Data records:
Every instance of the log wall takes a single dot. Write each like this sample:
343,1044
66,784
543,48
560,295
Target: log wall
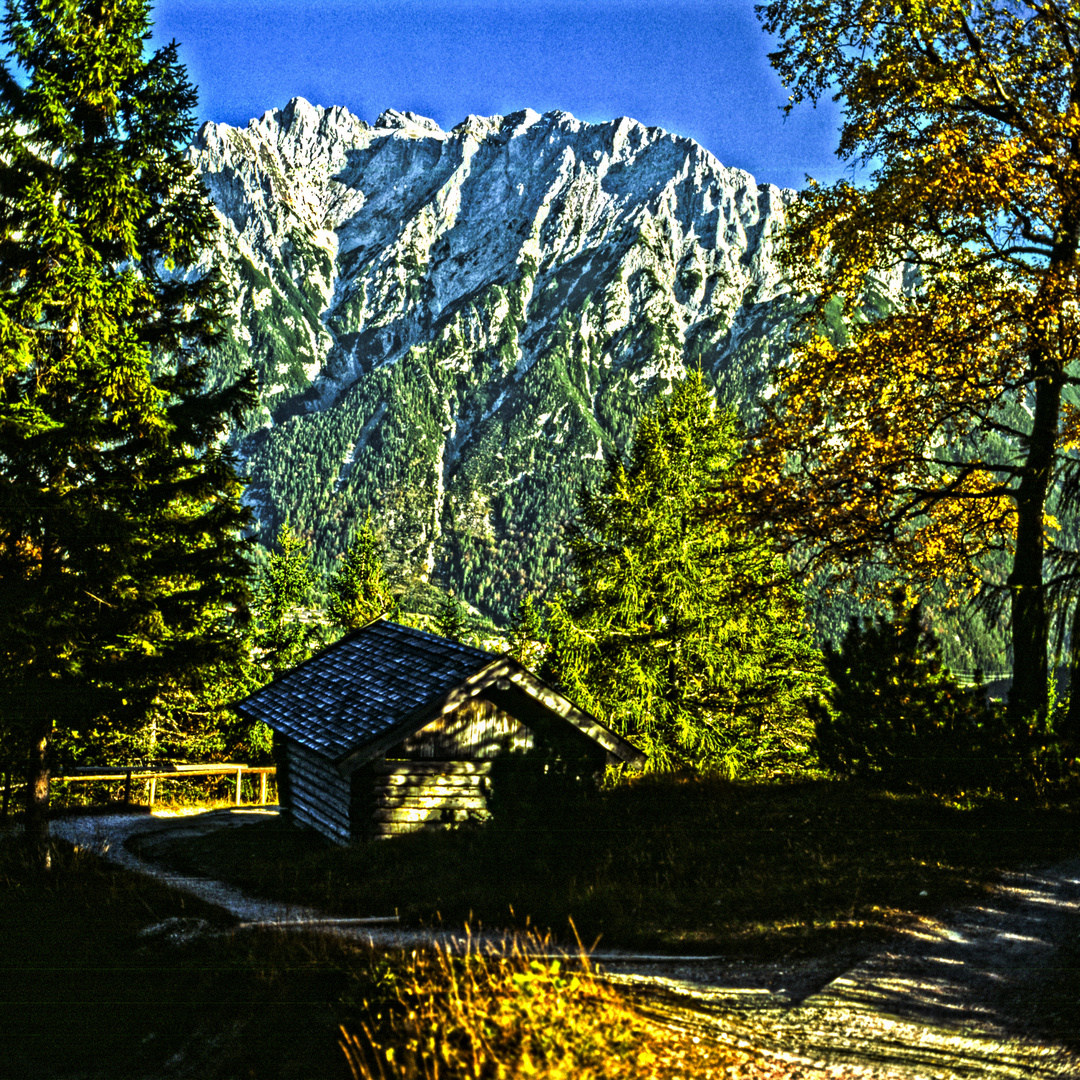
477,730
407,796
318,795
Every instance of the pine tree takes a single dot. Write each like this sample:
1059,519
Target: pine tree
121,557
358,591
526,634
684,635
287,629
450,619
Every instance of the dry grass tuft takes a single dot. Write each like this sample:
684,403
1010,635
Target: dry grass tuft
517,1010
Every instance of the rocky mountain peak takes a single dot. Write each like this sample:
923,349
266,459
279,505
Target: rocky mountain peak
455,327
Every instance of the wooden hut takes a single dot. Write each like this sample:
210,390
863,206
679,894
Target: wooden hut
392,729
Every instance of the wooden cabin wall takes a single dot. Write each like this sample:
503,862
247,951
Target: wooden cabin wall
476,731
407,796
319,795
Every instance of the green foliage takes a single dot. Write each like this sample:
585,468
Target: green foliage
284,596
450,619
684,635
358,592
526,634
121,548
896,717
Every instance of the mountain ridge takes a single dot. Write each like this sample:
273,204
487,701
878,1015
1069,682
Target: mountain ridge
453,328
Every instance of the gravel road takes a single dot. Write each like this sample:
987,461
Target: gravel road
936,1002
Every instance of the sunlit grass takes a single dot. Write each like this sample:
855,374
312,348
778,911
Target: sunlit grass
514,1010
765,869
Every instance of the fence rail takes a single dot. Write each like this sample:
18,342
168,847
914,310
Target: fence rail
125,774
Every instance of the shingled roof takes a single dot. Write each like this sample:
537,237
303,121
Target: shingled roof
381,683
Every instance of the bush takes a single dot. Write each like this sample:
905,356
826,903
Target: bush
895,716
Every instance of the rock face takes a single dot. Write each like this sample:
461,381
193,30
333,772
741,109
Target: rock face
453,328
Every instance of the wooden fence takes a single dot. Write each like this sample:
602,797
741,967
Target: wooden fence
125,775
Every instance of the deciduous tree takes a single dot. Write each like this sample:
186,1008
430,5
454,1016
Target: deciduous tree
946,430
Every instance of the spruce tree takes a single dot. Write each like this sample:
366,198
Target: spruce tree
287,630
450,619
683,633
526,634
121,556
358,592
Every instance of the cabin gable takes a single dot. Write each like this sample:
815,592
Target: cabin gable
391,730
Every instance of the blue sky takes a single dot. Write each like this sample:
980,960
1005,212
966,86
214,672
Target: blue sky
694,67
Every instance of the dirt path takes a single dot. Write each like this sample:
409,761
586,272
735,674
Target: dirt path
937,1002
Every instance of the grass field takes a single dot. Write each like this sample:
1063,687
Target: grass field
685,865
86,991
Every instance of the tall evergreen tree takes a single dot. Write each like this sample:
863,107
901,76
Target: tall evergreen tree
288,630
358,590
450,619
526,634
685,635
121,557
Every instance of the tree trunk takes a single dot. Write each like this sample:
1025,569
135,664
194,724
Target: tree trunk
37,795
1030,623
1069,731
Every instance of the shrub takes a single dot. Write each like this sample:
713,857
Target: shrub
896,716
516,1011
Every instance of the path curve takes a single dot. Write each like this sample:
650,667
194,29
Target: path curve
933,1003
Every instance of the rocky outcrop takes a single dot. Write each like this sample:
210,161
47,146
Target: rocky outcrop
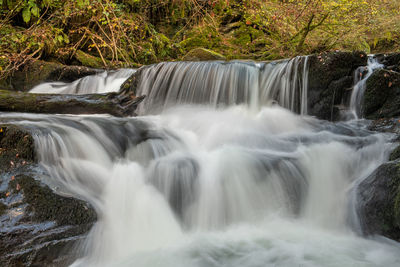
36,72
379,201
112,103
38,227
202,54
382,95
330,77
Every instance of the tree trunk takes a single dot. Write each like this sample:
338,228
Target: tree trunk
113,103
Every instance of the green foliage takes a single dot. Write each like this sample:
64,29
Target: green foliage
127,32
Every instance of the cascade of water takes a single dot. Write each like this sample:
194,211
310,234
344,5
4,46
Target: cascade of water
360,79
197,186
201,185
104,82
225,83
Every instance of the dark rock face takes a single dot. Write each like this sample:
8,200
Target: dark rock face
379,201
37,226
39,71
382,95
330,76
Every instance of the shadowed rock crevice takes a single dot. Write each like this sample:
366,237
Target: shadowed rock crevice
38,227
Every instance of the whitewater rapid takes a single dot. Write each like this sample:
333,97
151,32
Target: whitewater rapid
199,186
218,171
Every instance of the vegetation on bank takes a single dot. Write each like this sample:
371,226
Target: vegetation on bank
105,33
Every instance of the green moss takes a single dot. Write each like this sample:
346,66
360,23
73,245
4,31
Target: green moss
48,206
395,154
202,54
88,60
3,208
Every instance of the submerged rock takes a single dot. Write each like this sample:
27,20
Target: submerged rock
202,54
379,201
38,227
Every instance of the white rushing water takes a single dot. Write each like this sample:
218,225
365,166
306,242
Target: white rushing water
245,184
225,83
104,82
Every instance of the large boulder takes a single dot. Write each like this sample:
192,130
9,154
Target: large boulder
36,72
382,95
330,76
379,201
330,81
38,227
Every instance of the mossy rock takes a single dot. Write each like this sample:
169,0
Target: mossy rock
3,208
16,147
202,54
88,60
330,74
38,71
48,206
382,95
379,201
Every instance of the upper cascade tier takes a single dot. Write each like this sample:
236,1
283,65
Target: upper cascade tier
104,82
225,83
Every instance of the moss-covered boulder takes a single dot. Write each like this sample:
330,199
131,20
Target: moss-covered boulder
382,95
16,147
379,201
36,72
88,60
202,54
330,77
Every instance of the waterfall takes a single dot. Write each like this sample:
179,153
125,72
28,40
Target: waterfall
360,79
198,186
213,174
104,82
225,83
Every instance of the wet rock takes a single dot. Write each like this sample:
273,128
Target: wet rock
36,72
202,54
382,95
38,227
379,201
330,76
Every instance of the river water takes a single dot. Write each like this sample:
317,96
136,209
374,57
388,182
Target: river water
216,179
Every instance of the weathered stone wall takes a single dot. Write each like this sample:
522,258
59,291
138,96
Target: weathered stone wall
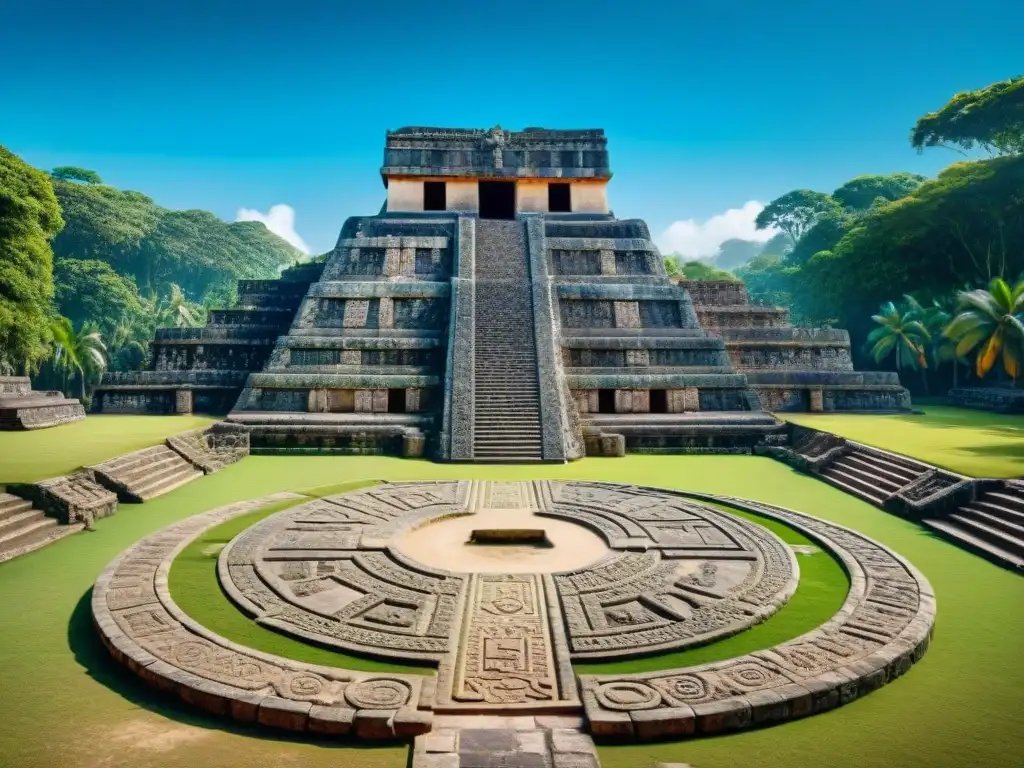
996,399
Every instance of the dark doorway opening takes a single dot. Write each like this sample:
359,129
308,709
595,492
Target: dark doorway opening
658,401
498,200
559,199
396,400
434,196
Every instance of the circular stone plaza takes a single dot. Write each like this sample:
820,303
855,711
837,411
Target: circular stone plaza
485,487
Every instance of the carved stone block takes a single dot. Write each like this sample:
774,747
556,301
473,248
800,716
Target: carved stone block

» Problem requirements
Only the text of the records above, copied exactly, should be returned; the pictures stay out.

» Task answer
Every instance of the log wall takes a single dot. Write each like this sample:
343,1044
66,784
543,48
560,295
Target: log wall
477,730
407,796
318,795
Every instance of the pine tree takes a single dot. Write each like this sample:
1059,519
Target: pine tree
121,557
358,591
526,634
684,635
287,629
450,619
Every instance of the dry grass tuft takes a single dot. Write each like this sample:
684,403
1010,635
Target: dry grass tuft
517,1010
Every instance of the rocky mountain peak takes a single dot. Write each like this sample:
923,349
266,459
279,505
Target: rocky mountain peak
455,327
Every instance of the wooden hut takes a single dot. Write each like this sample:
210,390
863,206
679,894
Target: wooden hut
392,729
Every instance of the wooden cabin wall takes a single dot. Write each like this sample:
503,862
247,951
Target: wooden cabin wall
476,731
407,796
319,795
Every instance of the green foliage takes a single dot. Write each like this sample:
585,468
Target: green foliage
284,596
450,619
684,635
358,592
526,634
121,548
896,717
Every instance of the mountain ridge takes a single dot. Write each like this sample:
273,204
487,701
878,1015
1069,682
Target: mountain ridge
453,328
Every instance of the gravel road takes a single dot. Write each like this sample:
987,461
Target: gravel road
936,1002
Every instance of the sunlit grass takes a single dot. Write each like this sample:
855,374
312,348
778,911
Target: sunlit grass
514,1010
765,869
Every instance of the fence rail takes a single dot. Write each like this sample:
18,342
168,847
914,310
Target: fence rail
125,774
Every instance of the shingled roof takes a single dot. Write each like this sample:
537,237
303,121
Target: shingled roof
381,683
Every instance of the bush takes a single dot. Write each like this sample:
905,356
826,903
Target: bush
895,716
Every instance of the rock face takes a single dot. Write each like this sample:
461,381
193,30
333,772
741,109
Target: rock face
453,328
Every instance of the wooden fence takes a single dot. Write each like this sample:
602,797
741,967
Target: wooden fence
125,775
Every instance of the deciduous tree takes a single dot. Write each like this sample:
186,1008
430,5
454,1016
Target: deciduous tree
946,430
Every instance of the spruce tree takes a single dot. Write each like this sample:
366,198
Target: spruce tree
287,630
450,619
683,633
526,634
121,556
358,592
Every instance of the cabin gable takes a single dot. Write each like this sample:
815,592
Target: cabin gable
391,730
Every instance of the blue sky takes a single dot. Write each like this sample:
980,960
1005,212
966,86
214,672
Target: blue sky
694,67
Every instance of the dirt path takes a single dot. Write each like this sample:
409,761
586,272
735,674
Target: dirt path
937,1002
Every instance of the grass field takes a single dot. Write each like this sample:
1063,687
Target: grass field
685,865
86,991
Every instance of the tall evergreen tree takes a single dot. Write each like this sample:
863,107
901,76
Target: tall evergreen tree
288,630
358,590
450,619
526,634
685,635
121,557
Every instance of the tree trunk takes a single dot. Write each like this sample:
1025,569
135,664
194,724
Target: tree trunk
37,795
1030,623
1069,731
Every instance of the shrub takes a single dot. Write each like this sample:
713,857
Target: shrub
896,716
516,1011
Every instance of the path curve takes a single dot. Write each like this sample:
650,667
194,29
Target: path curve
933,1003
Every instance of the rocky outcrop takes a single dot. Write each like this sample:
210,161
47,146
Target: rocky outcrop
36,72
379,201
112,103
38,227
202,54
382,95
330,77
Every instance of the tree trunk takes a single dot. Write each like this sample:
338,228
Target: tree trunk
113,103
Every instance of the green foliage takes a single dot. Write each like this sample:
64,29
Target: green foliage
127,32
Every instance of the cascade of water takes a single dot. Write each like this sample:
194,211
310,234
344,5
4,46
Target: cascade of water
360,79
197,186
201,185
104,82
225,83
Every instance of the dark rock face takes a single dot. Write each like this sample:
8,200
Target: dark rock face
379,201
37,226
39,71
382,95
330,76
Every instance of the shadowed rock crevice takes a single dot. Write each like this sample:
366,237
Target: shadowed rock crevice
38,227
Every instance of the whitewater rapid takes a single dot. Write each like this sample:
333,97
151,32
Target: whitewater rapid
199,186
218,171
Every instance of the vegetation on bank takes a single dot. Write each like this sample:
371,226
Target: vegetation on bank
105,33
Every instance of the green moss takes a single dot. Write each like this sample:
346,66
360,23
73,245
4,31
Target: green moss
48,206
395,154
202,54
88,60
3,208
Every instance of the submerged rock takes a single dot. Write each like this sample:
27,20
Target: submerged rock
202,54
379,201
38,227
Every instance of the white rushing water takes a single dot. Write each like this sample:
218,225
365,166
306,242
Target: white rushing water
245,184
225,83
104,82
Every instance of the large boulder takes a single dot. Write each like this sample:
192,130
9,154
Target: large boulder
36,72
382,95
330,76
379,201
330,81
38,227
Every instance of the mossy rock takes a single dot. Write each like this sample:
169,0
Target: mossy rock
3,208
16,147
202,54
88,60
330,74
38,71
48,206
382,95
379,201
Every instance of the upper cascade tier takes a single dot. Write each like this sample:
236,1
283,65
Target: upper cascade tier
104,82
225,83
Every instance of the moss-covered boulder takes a single dot. Write each like this sample:
330,199
131,20
Target: moss-covered boulder
382,95
16,147
379,201
36,72
88,60
202,54
330,77
Every instance of the waterfall takes a single dot. Write each like this sample:
179,153
125,72
28,40
Target: waterfall
360,79
198,186
213,174
104,82
225,83
Every instance of the wet rock takes a single dot. Write each like this sample:
273,128
Target: wet rock
36,72
202,54
382,95
38,227
379,201
330,76
Every instance of the river water takes a single dot. Write each like this sample:
317,96
136,209
374,57
388,182
Target: river water
216,179
Every instance of the weathered stone wall takes a single dot. Write each like this sample:
522,258
59,291
138,96
Target: weathered stone wall
996,399
Every instance of the dark doorway opening takes a single dot. Write each like this sample:
359,129
308,709
595,492
Target: dark doorway opening
658,401
498,200
559,199
396,400
434,196
Every instance of the circular stone plaza takes a single dot. Write each like this sample:
820,303
855,711
837,411
Target: circular stone plaza
485,487
Every instance of the carved stone block takes a single dot. Write each like this sample:
774,747
556,301
473,248
800,716
Target: carved stone block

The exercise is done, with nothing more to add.